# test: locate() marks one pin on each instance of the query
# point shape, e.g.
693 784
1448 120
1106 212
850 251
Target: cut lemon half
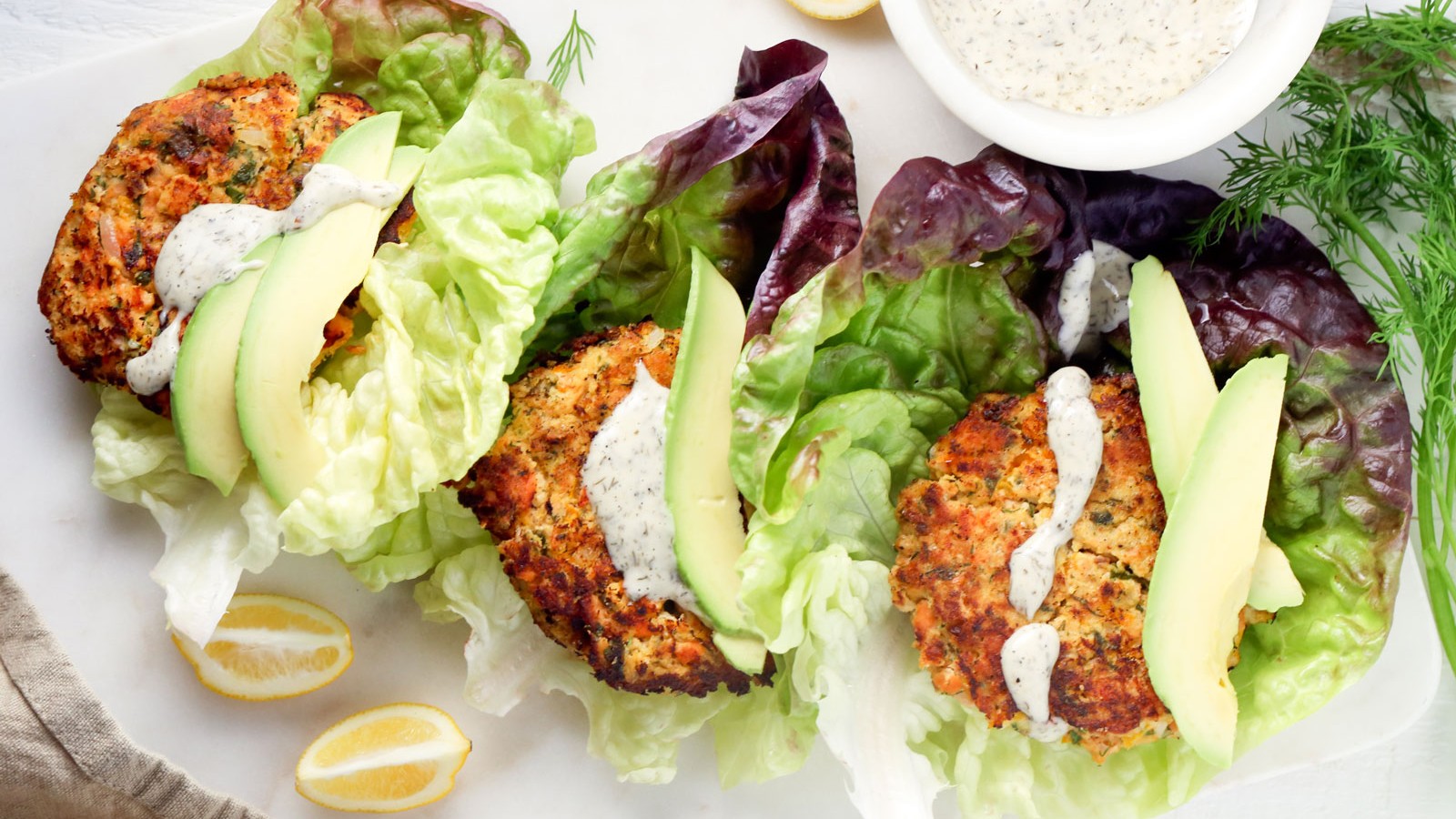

····················

Brief: Give back the full listing exactly, with pictures dropped.

Reply:
# test: locate() marks one pin on each instance of the query
# point shape, e.g.
693 784
1448 120
1106 212
850 251
Target: cut lemon half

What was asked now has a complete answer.